-- WORK ORDER A --
In the article on the Sanaa funeral airstrike, what was the name of the hall that was hit?
-- WORK ORDER B --
In the Sanaa funeral airstrike article, take the passage that opens with the words "The Sanaa funeral" and closes with "the Yemeni government.", and write it out again, swapping "civil war" for "conflict".

-- TEXT BLOCK --
- Location: 15°17′22″N 44°12′03″E﻿ / ﻿15.28944°N 44.20083°E Sanaa, Yemen
- Date: 8 October 2016
- Target: Funeral in Sanaa
- Attack type: Airstrike
- Deaths: 143–155
- Injured: 525+
- Perpetrators: Saudi Arabia

= Sanaa funeral airstrike =

2016 airstrike in Yemen

The Sanaa funeral airstrike took place on the afternoon of 8 October 2016 when 155 people were killed and at least 525 more wounded when two airstrikes, about three to eight minutes apart, hit the packed Al Kubra hall in Sanaa, Yemen during a funeral. The attack was the deadliest single bombing in the then-two year long Yemeni civil war. The funeral was being held for the father of former interior minister Jalal al-Rowaishan. Sanaa mayor Abdel Qader Hilal was reportedly among those killed. The Saudi-led coalition initially denied responsibility but then took responsibility and put the blame on information given by the Yemeni government.

The United Nations alleged that the Saudi-led coalition had violated international humanitarian law because the bombing was a 'double tap' attack, or a type of airstrike where the first bombing is followed by a second one soon after, with the aim of targeting the wounded, aid workers, and medical personnel tending to them. The UN report said: "The second air strike, which occurred three to eight minutes after the first air strike, almost certainly resulted in more casualties to the already wounded and the first responders." Saudi Foreign Minister Adel al-Jubeir said that his government was being careful to abide by humanitarian law; however, it stated that its strike on the funeral hall was based on "incorrect information" given to them by the Yemeni government and that it had been carried out without authorization.

-- DATA RECORDS --
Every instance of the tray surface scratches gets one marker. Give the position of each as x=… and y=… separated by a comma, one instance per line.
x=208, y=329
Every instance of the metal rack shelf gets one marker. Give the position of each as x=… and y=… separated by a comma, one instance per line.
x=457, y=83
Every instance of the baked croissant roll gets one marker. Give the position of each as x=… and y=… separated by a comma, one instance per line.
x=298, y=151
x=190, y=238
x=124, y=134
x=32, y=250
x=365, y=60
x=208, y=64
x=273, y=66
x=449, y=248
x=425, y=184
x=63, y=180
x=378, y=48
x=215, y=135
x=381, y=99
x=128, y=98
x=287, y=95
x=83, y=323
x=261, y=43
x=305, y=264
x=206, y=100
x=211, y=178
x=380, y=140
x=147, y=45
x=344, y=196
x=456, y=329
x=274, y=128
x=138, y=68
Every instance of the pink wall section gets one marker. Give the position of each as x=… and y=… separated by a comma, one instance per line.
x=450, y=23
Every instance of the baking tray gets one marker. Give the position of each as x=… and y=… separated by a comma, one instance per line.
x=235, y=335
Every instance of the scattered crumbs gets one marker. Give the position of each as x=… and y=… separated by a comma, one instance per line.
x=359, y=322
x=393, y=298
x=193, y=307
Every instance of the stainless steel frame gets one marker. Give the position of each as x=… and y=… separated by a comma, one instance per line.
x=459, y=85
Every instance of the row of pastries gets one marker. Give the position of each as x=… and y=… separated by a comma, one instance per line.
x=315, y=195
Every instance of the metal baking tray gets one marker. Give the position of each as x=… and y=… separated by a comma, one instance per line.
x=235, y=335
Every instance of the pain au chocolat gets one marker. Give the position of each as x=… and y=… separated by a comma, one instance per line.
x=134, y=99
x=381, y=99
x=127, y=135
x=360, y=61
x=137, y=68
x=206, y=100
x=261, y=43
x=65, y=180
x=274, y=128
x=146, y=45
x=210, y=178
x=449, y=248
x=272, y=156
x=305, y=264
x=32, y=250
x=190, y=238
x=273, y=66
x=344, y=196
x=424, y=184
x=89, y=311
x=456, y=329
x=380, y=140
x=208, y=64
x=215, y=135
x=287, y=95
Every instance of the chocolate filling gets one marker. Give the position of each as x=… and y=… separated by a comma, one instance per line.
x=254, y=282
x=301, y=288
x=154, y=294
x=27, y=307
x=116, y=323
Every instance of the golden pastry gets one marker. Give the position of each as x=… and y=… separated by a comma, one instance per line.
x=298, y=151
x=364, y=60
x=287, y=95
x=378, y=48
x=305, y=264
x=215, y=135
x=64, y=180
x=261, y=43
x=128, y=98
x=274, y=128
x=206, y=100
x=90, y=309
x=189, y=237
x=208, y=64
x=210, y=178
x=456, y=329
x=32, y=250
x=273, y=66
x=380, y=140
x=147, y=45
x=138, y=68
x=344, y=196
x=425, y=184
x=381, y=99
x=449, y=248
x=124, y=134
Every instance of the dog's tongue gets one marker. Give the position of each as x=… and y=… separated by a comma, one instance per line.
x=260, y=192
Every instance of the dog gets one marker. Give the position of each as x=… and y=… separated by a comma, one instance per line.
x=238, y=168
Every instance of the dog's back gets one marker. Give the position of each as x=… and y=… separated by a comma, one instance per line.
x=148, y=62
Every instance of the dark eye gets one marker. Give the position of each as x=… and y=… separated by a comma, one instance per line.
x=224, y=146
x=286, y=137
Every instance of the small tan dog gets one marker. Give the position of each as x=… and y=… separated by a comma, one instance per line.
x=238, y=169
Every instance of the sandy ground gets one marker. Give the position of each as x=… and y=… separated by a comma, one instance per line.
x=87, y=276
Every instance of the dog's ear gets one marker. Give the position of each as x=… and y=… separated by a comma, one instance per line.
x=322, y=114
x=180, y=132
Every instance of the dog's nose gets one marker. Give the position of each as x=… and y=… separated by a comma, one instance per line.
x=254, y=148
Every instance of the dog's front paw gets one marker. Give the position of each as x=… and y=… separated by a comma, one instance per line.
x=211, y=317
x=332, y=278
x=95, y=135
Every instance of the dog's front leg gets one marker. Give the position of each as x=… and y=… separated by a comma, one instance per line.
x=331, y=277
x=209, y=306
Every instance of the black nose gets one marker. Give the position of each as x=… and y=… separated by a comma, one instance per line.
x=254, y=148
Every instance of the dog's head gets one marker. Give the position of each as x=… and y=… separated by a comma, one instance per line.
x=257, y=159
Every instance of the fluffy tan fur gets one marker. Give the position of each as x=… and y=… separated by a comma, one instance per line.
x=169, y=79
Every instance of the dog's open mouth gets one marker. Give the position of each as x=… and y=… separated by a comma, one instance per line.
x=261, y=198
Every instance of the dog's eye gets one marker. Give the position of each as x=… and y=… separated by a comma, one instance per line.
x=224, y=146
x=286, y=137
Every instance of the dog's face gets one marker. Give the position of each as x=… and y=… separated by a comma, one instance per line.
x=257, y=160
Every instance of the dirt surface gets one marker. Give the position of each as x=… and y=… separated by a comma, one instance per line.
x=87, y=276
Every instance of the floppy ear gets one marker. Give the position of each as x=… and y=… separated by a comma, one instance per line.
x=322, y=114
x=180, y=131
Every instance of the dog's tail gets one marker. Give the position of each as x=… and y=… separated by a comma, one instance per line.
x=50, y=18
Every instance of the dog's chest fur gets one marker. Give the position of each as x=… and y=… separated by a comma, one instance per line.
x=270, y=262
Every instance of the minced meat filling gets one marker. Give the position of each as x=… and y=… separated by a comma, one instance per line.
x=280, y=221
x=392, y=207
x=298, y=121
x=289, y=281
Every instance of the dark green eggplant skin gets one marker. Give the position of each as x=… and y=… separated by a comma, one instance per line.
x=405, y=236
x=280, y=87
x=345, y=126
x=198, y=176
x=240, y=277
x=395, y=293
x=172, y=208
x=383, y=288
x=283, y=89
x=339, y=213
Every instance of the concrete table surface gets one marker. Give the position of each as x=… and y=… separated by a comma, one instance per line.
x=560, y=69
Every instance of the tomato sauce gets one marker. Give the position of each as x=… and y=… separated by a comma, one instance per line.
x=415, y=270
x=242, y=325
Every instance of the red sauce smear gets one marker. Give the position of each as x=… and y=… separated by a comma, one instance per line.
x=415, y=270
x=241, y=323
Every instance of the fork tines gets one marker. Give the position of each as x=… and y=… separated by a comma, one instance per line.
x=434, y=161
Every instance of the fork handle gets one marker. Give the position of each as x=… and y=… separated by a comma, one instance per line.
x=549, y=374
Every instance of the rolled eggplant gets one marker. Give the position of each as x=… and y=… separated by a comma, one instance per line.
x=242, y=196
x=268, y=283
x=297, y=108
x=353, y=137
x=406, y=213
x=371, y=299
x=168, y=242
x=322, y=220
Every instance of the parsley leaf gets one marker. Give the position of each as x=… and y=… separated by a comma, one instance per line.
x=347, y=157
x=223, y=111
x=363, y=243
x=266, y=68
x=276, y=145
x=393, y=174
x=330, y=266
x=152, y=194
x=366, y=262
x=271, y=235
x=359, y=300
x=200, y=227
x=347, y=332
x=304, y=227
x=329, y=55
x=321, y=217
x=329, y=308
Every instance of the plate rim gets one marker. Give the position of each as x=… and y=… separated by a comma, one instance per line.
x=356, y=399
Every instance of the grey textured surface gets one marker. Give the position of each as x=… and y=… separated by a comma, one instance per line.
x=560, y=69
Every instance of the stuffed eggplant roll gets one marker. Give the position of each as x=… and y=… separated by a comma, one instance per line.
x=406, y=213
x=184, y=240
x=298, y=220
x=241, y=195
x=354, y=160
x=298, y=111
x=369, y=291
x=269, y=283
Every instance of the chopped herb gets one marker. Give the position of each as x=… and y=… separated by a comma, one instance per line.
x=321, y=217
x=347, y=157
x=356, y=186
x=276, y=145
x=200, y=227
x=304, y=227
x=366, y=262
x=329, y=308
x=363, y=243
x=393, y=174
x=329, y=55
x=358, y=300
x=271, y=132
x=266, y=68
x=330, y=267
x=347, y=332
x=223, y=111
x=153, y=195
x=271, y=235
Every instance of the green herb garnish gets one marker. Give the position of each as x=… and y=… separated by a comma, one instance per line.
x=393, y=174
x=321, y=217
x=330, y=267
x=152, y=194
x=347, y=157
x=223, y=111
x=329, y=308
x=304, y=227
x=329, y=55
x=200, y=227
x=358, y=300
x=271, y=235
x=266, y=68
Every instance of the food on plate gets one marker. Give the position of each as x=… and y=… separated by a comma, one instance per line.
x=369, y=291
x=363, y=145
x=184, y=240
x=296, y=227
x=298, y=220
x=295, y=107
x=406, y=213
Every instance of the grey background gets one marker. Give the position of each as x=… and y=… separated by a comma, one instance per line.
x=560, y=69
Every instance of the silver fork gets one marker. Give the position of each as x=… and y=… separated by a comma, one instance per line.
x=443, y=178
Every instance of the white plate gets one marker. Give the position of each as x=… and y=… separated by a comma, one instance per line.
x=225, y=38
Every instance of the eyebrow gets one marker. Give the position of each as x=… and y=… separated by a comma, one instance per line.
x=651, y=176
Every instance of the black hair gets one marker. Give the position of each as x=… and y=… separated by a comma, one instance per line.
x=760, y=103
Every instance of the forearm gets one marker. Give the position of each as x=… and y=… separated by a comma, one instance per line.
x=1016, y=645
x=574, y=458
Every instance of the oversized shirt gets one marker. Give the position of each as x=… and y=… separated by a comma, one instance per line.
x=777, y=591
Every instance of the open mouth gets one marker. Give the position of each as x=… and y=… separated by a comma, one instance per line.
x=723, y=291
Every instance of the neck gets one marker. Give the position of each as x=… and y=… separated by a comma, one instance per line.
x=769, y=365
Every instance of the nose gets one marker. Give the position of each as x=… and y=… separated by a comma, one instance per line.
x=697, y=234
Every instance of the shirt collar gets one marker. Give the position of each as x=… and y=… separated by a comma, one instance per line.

-- TASK RESULT A --
The Al Kubra hall in Sanaa.

-- TASK RESULT B --
The Sanaa funeral airstrike took place on the afternoon of 8 October 2016 when 155 people were killed and at least 525 more wounded when two airstrikes, about three to eight minutes apart, hit the packed Al Kubra hall in Sanaa, Yemen during a funeral. The attack was the deadliest single bombing in the then-two year long Yemeni conflict. The funeral was being held for the father of former interior minister Jalal al-Rowaishan. Sanaa mayor Abdel Qader Hilal was reportedly among those killed. The Saudi-led coalition initially denied responsibility but then took responsibility and put the blame on information given by the Yemeni government.